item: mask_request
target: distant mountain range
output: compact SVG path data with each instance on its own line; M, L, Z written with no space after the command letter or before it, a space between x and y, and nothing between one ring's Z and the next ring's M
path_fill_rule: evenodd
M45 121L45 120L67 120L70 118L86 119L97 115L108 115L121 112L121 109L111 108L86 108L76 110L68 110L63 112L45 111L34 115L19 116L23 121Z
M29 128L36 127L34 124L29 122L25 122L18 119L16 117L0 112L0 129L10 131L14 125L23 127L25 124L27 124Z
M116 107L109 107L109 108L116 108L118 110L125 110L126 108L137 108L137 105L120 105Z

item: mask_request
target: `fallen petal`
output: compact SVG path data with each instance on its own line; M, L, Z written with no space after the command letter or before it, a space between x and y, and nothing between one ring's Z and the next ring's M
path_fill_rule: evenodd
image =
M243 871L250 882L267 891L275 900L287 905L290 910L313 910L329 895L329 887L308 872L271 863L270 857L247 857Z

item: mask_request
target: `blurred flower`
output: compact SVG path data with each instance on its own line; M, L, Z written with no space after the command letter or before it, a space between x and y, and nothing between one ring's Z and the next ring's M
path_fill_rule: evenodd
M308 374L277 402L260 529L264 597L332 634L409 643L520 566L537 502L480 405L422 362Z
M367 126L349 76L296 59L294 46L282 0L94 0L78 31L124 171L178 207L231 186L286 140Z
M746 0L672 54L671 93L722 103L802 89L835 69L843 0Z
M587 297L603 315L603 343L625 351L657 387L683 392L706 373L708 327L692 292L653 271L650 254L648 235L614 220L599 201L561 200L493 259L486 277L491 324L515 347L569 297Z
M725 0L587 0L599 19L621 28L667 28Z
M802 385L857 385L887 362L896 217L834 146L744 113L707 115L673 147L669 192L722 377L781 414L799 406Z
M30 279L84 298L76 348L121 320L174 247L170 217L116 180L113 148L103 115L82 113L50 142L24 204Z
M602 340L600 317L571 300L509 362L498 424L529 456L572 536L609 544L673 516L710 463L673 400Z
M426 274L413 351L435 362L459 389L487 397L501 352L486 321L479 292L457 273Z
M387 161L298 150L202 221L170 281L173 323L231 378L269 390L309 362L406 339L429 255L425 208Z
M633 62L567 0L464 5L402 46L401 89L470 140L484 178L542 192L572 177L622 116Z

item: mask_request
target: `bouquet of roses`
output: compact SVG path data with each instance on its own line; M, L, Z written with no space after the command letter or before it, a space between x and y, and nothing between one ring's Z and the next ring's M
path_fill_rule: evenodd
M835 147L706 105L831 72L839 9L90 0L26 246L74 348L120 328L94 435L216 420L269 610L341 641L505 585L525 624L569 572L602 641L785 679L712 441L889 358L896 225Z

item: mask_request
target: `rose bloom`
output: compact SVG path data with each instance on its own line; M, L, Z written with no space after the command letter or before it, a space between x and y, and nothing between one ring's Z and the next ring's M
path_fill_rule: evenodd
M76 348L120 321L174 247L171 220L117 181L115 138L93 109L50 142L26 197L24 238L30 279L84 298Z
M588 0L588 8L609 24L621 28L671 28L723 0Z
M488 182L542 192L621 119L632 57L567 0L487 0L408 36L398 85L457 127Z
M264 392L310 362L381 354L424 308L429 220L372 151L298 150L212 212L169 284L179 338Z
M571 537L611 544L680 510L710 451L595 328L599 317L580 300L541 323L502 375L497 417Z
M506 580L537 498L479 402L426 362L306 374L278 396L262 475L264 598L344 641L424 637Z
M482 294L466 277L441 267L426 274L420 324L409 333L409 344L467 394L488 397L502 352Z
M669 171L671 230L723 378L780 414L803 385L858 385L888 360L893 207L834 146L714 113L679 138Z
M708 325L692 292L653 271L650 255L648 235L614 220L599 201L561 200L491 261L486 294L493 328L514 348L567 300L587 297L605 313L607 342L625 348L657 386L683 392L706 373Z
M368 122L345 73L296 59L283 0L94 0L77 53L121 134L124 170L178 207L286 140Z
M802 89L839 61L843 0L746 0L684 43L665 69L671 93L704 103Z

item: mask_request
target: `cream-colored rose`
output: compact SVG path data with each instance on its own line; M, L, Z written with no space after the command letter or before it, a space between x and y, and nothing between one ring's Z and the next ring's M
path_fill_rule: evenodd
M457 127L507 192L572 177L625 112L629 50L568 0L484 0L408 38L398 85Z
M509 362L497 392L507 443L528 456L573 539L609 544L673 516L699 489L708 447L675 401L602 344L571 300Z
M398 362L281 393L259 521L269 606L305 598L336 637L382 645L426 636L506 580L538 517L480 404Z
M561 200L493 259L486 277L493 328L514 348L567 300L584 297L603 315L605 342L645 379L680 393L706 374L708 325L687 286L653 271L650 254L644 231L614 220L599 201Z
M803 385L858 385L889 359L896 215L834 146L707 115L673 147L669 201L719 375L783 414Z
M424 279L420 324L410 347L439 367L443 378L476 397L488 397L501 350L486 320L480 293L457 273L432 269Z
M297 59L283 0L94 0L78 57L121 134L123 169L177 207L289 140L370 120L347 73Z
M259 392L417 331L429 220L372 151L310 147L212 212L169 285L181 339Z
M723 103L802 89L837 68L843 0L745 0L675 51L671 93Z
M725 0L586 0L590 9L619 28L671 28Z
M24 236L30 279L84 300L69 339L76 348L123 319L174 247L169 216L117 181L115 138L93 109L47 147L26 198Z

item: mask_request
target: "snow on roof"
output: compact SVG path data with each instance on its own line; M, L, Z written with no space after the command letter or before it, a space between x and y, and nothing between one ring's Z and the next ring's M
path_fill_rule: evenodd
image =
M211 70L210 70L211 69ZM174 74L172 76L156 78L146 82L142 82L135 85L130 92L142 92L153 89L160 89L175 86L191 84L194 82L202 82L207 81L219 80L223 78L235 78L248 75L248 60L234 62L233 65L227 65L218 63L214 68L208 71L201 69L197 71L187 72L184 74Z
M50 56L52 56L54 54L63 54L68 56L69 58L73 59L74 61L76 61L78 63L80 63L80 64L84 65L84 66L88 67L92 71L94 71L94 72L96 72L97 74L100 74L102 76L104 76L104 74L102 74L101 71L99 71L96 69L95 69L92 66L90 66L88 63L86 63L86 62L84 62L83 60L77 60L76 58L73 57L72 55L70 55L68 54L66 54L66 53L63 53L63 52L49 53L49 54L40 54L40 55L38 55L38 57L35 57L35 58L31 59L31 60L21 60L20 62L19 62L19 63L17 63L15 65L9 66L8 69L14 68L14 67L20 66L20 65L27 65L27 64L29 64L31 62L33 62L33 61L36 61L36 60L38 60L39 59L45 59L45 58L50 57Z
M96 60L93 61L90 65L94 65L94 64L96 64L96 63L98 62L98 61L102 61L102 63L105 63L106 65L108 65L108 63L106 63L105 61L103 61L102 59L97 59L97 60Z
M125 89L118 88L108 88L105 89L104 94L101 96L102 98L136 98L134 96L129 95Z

== EXERCISE ==
From the material above, extract every line that contains the string "target", treating uppercase and lowercase letters as distinct.

== PROBLEM SOLUTION ==
target: distant mountain range
target: `fallen petal`
target: `blurred flower`
target: `bouquet of roses`
target: `rose bloom`
target: `cream-colored rose`
target: "snow on roof"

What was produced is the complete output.